** Data for processing follows **

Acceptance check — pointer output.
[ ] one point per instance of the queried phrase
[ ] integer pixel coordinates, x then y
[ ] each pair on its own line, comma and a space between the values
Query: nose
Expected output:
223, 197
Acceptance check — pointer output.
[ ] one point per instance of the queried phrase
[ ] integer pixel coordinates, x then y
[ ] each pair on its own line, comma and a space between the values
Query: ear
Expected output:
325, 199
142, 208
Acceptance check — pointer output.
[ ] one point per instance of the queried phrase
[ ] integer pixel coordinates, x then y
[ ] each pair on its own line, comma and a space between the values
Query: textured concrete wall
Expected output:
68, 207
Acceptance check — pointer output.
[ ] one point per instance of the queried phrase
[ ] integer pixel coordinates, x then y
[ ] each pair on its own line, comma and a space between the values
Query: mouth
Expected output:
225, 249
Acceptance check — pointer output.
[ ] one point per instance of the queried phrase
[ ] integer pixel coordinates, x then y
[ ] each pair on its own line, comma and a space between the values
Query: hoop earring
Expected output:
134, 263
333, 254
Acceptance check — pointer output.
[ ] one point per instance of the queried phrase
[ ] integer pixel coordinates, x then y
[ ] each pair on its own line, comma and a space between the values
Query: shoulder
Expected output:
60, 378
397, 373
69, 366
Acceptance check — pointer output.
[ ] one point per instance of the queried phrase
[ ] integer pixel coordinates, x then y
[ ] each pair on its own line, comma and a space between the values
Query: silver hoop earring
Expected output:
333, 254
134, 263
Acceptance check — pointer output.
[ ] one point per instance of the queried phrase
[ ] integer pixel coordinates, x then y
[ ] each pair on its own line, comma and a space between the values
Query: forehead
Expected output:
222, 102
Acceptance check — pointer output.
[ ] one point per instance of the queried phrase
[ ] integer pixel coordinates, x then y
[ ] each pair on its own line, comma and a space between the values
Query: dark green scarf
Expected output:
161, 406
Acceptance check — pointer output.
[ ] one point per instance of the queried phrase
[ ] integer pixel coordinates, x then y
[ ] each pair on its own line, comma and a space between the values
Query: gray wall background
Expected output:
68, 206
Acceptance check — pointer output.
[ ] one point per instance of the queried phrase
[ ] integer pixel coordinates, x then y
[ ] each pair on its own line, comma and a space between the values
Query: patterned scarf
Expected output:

** End of Data for processing **

The output should match the records above exactly, line for line.

Acceptance check — pointer output.
[ ] one point per instance of the queried phrase
[ ] integer pixel coordinates, x then y
[ ] each pair on its own line, comma and a space between the values
Query: nose
Expected output:
223, 197
Acceptance check — pointer output.
[ ] one point per instance of the queried phrase
[ ] integer pixel coordinates, x then y
[ ] each pair on its own line, comma and a space between the values
Query: ear
Expected output:
325, 199
142, 208
Acceptance check — pointer output.
[ ] one point per instance of the queried phrase
[ ] integer pixel coordinates, x then y
[ ] each pair on its own line, comma and a space between the values
Query: textured concrete wall
Expected output:
68, 207
Acceptance check — pointer output.
[ ] one point per instance of the queried phrase
[ ] integer pixel coordinates, x then y
[ ] each pair on its own line, comma and a space between the values
Query: mouth
Expected output:
225, 249
Acceptance check — pointer output.
[ ] one point per instance of the queried phrase
[ ] integer pixel coordinates, x then y
[ ] each pair on its own line, comma and a space between the values
Query: hoop earring
Expected output:
134, 263
333, 254
Acceptance check — pointer output.
[ ] one point per instance of the queried phrase
[ ] integer pixel coordinates, x then y
[ ] each pair on its own line, comma and a space between the values
Query: shoulder
Expected output:
60, 378
397, 373
69, 366
Acceptance check — pointer output.
[ ] one point per instance of the queried phrase
[ ] integer pixel coordinates, x then y
[ ] each pair on its own line, comma and a space between the values
Query: silver hoop earring
Expected output:
333, 254
134, 263
Acceptance check — pointer output.
[ ] one point per instance of the queried phrase
[ ] integer pixel coordinates, x then y
[ ] each pair on its own line, comma and a space between the values
Query: forehead
Expected output:
222, 102
Acceptance check — pointer output.
[ ] one point per instance of the queried phrase
[ ] integer pixel coordinates, x then y
[ ] each pair on its own line, comma and a space between the values
Query: dark green scarf
Expected output:
161, 406
Acceptance check — pointer output.
[ ] one point per instance of the queried phrase
[ ] integer pixel coordinates, x then y
[ ] each pair on its own line, comma and a space between the values
Query: gray wall background
Expected output:
68, 206
Acceptance check — pointer output.
[ ] one point per instance of the queried phrase
[ ] integer pixel coordinates, x then y
[ ] each pair on its own line, comma and a space between the values
Query: patterned scarf
Expected output:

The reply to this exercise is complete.